> [Requirement A]
Reproduce the portion of the text on sprouts that begins at the words "Bean sprouts are the" and ends after the words "can be sprouted?", word for word.
> [Requirement B]
Answer these questions from the text on sprouts, one per line:
(i) Where are soaked beans placed to stimulate germination?
(ii) What tends to happen to longer sprouts?
(iii) Which three institutions have reinforced the benefits of sprouts with ongoing studies?
> [Requirement C]
Summarize the text on sprouts in two sentences.

Wednesday, May 25, 2011

FUEL Better - Sprouts

Sprout it Out
What are Sprouts?
Bean sprouts are the tender edible shoots of germinated beans. Most people think of mung bean sprouts when bean sprouts are mentioned, but a wide assortment of seeds, nuts, grains, and beans can be sprouted. The slightly crunchy texture and sweet flavor of bean sprouts makes them a popular addition to an assortment of dishes. Because bean sprouts have become a common ingredient, many grocery stores carry them, and they can also be prepared at home.
How are they made?
To make bean sprouts, beans are soaked in water and then placed in a warm dark place to stimulate germination. The sprouts are regularly rinsed as they grow, and within a few days, small edible shoots have begun to appear. Always wash before use, and enjoy while they are still short. Longer sprouts tend to get more woody and bitter.
What can be sprouted?
Many things can be sprouted. Alfalfa seeds, radishes, adzuki beans, lentils, peas, garbanzos, grains, sunflower seeds, quinoa, and an assortment of other seeds and grains are all sprouted for a variety of uses. Each type of sprout has a slightly different flavor. Sprouts are high in vitamins and low in calories. Depending on the plant, the sprouts may have additional nutritional benefits.
Why eat sprouts?
Scientists have studied sprouts for centuries to better understand their high levels of phytochemicals prevent and treat chronic diseases. National Institutes of Health, American Cancer Society and Johns Hopkins University have reinforced the benefits of sprouts with ongoing studies that validate health claims.

> [Extracted entries]
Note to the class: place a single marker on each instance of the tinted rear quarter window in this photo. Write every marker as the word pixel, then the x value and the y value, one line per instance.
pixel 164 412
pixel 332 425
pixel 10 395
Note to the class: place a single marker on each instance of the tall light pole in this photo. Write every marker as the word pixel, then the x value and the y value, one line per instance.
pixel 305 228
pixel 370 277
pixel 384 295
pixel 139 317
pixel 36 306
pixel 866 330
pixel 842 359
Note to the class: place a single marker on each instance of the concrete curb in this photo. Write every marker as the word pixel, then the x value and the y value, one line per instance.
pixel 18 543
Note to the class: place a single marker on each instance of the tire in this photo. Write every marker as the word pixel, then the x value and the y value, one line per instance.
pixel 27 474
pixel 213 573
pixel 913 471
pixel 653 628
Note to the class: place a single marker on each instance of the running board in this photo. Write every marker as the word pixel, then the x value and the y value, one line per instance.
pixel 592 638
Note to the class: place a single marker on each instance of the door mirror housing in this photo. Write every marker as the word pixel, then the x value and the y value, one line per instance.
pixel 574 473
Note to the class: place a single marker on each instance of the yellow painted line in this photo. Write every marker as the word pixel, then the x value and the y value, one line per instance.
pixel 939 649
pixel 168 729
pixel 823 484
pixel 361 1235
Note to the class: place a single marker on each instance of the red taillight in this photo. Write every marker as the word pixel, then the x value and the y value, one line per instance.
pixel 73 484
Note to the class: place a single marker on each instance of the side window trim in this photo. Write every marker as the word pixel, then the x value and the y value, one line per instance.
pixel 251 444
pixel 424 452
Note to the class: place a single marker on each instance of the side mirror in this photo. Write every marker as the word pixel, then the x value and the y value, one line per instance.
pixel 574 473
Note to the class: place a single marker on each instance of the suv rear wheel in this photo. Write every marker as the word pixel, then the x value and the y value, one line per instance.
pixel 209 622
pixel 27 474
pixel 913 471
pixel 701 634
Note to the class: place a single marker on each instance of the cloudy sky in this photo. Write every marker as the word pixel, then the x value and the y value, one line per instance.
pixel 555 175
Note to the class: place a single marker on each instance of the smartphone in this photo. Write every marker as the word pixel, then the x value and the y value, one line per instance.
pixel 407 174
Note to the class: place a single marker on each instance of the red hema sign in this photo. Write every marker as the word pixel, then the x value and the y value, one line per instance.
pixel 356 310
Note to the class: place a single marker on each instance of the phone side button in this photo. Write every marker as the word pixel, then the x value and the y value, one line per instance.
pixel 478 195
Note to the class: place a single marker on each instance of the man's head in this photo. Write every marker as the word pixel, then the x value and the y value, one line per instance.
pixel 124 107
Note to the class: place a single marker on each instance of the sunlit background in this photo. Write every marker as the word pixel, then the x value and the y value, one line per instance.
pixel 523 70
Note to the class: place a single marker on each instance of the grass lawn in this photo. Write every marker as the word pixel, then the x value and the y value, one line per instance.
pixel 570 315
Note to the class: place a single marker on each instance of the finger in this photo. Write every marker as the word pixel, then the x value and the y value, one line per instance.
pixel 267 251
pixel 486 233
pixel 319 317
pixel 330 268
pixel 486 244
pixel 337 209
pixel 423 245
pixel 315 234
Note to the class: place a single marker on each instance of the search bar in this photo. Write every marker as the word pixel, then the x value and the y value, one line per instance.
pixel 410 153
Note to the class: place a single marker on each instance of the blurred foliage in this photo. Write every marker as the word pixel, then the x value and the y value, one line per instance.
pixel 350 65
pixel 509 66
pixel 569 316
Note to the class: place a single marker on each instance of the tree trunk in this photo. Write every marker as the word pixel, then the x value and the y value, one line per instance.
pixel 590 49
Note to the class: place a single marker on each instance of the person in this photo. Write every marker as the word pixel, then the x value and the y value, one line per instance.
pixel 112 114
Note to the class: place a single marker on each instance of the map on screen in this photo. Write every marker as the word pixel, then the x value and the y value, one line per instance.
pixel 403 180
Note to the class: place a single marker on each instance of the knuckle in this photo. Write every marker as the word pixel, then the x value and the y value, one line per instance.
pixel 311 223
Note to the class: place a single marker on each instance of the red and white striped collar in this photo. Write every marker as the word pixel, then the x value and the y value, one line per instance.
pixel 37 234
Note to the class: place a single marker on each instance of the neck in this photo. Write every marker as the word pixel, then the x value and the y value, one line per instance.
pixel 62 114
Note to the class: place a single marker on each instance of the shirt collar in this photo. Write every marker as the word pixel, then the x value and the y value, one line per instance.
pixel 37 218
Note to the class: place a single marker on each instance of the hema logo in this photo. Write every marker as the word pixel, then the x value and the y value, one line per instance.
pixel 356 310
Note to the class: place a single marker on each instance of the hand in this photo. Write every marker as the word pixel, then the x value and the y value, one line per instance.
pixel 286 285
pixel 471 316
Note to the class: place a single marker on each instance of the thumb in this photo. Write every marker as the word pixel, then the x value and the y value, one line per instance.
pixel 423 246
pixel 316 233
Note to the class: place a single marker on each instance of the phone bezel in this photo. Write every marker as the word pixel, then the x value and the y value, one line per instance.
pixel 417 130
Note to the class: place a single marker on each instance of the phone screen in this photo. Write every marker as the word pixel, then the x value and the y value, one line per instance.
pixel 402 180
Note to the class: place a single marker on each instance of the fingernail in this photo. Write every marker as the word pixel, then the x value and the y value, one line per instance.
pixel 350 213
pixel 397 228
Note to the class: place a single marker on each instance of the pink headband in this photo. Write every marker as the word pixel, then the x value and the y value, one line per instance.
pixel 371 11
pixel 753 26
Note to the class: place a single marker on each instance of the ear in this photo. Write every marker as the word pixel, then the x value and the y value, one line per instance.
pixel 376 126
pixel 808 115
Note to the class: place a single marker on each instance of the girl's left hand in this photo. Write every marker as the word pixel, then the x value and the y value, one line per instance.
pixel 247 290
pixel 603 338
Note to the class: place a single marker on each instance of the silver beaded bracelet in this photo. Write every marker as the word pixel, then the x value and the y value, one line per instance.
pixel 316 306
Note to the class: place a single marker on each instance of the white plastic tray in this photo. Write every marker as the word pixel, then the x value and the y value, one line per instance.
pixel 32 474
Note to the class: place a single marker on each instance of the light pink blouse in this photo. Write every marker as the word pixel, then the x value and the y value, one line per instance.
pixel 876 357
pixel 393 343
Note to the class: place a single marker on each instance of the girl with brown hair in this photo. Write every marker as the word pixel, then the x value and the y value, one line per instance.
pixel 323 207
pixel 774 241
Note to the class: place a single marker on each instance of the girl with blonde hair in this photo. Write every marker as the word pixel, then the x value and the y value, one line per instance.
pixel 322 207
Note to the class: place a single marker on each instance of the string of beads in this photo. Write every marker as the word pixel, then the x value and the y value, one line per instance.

> [Written answer A]
Bean sprouts are the tender edible shoots of germinated beans. Most people think of mung bean sprouts when bean sprouts are mentioned, but a wide assortment of seeds, nuts, grains, and beans can be sprouted. The slightly crunchy texture and sweet flavor of bean sprouts makes them a popular addition to an assortment of dishes. Because bean sprouts have become a common ingredient, many grocery stores carry them, and they can also be prepared at home.
How are they made?
To make bean sprouts, beans are soaked in water and then placed in a warm dark place to stimulate germination. The sprouts are regularly rinsed as they grow, and within a few days, small edible shoots have begun to appear. Always wash before use, and enjoy while they are still short. Longer sprouts tend to get more woody and bitter.
What can be sprouted?

> [Written answer B]
(i) In a warm dark place.
(ii) They tend to get more woody and bitter.
(iii) The National Institutes of Health, the American Cancer Society and Johns Hopkins University.

> [Written answer C]
Bean sprouts are the edible shoots of germinated beans, made by soaking beans, keeping them in a warm dark place and rinsing them for a few days, and many other seeds, nuts, grains and beans can be sprouted as well. Sprouts are high in vitamins and low in calories, and ongoing studies by institutions such as the National Institutes of Health have reinforced their health benefits.